Return the listing below word for word, but leave out the pictures.

_Supplied data:_
● ● ●
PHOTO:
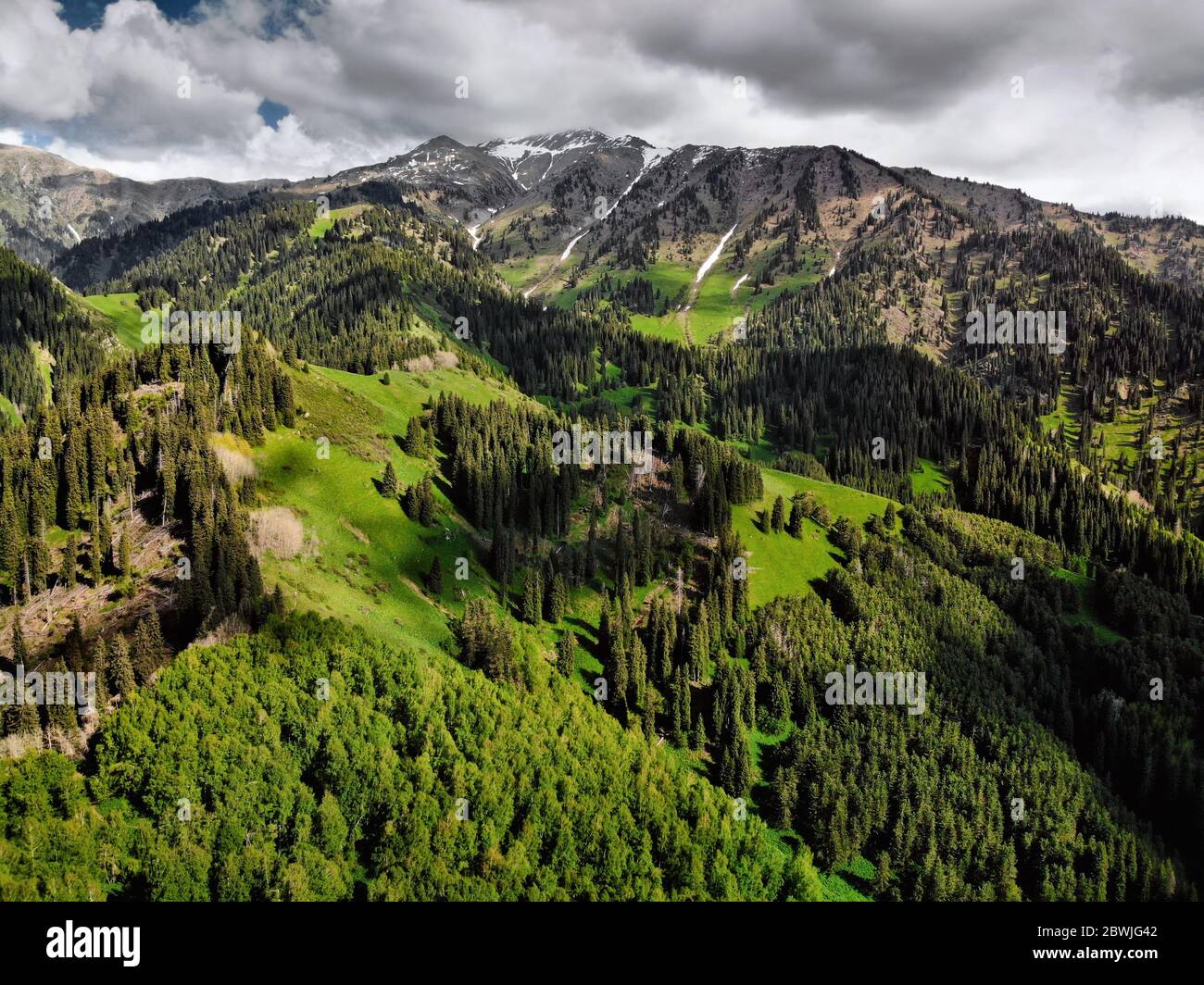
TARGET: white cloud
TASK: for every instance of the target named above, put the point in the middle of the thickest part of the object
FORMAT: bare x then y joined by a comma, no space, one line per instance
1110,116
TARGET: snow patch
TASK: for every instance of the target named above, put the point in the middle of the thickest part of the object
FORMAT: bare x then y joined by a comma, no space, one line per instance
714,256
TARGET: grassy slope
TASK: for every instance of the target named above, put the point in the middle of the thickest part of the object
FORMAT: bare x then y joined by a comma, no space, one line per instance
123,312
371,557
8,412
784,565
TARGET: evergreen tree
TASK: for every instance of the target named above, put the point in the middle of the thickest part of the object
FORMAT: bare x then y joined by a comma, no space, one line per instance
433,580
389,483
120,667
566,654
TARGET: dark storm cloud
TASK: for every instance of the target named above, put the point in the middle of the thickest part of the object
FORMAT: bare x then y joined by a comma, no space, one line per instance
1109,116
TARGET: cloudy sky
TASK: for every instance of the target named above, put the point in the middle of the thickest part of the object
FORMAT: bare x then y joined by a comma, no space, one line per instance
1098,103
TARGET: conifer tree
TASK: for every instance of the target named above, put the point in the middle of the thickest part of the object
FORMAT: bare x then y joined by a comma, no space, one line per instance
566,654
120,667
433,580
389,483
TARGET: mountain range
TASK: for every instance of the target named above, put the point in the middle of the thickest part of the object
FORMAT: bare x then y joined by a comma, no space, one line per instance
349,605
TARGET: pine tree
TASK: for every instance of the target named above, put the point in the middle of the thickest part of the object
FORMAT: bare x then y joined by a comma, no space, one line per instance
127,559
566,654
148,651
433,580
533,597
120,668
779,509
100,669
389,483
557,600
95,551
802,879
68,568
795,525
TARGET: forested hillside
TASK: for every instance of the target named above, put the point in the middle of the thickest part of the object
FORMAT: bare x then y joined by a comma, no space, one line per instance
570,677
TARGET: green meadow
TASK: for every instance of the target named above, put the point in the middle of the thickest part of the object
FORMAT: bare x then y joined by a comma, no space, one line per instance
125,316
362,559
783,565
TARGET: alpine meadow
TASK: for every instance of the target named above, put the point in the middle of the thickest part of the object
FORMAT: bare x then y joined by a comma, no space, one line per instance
● ● ●
_Reply to the task:_
PHOTO:
TARGET: white cloud
TASK: for every instance of the target named above, put the point in the middle of the thickest part of the object
FORMAT: bare x then y joined by a comma, no space, one line per instance
1110,116
TARGET: snow patch
TASK: for every instance of the target named above, put the point in the middle of the thickest part of the object
FORMAT: bare x then y joined by a comma, no space, one line per instance
714,256
TARGET: grassy slope
TASK: for every instance of the target named above, put the point in the middle of the thickest part of the object
FORMAT: bare x then y joined by a comma, no space, one line per instance
123,312
371,557
8,412
784,565
TARGET: evergreen tree
TASK: for every instance of the target named above, put the point in the middle of the thickest part of the object
FORMAT: bare x then y joined by a comma, no space, one line per instance
433,580
389,483
120,667
566,654
TARGET: dark storm cloud
TASK: for every instance of the target named above, put the point in the middle of the thickest part of the object
FORMAT: bare x then y joined by a comma, no space, one line per instance
1109,116
TARGET: cloudy sky
TASK: for every instance of the target named above, put the point in the middle of the thickest part of the object
FORMAT: bare x then y joined by a comma, no space, one line per instance
1098,103
TARGET: conifer tree
TASK: for every instance of the target named above, put the point in the middle of the thickest part of the object
FORMAT: bare x then y joined by a comma, no space, one line per instance
566,654
120,667
433,580
389,483
TARGET: mountain range
TASK: for every instance of the target named above, put the point in the middle of the thickest part of the object
FORMAT: bare x then y joined by a comma, no space, one line per instance
349,605
TARGET: pine tree
TASK: for every instance of the target named above, put the point in the middle of the thickest part of the object
FORMAT: bare x then y joined by a comma, no space, one line per instance
127,559
566,654
148,651
433,580
533,597
120,668
779,509
100,669
389,483
557,600
95,551
802,879
68,568
795,525
TARGET: forested hillside
TASK: for every instance of the target named above, put the point in the middle of the thickest part of the object
FORMAT: bare x then y joined by a comma, no space, one line per instance
570,677
TARGET: green meadow
TASK: for every instance of the target named above, put the point in the middle of the thickest part of the object
FORMAT: bare x then y joined by a comma, no space, one line per instance
125,316
362,559
783,565
TARGET: alpine meadow
TASK: for every instance of the target named above, put the point in the middle of the thickest part of the object
FORMAT: bare x then y joined by a comma, no space, one line per instance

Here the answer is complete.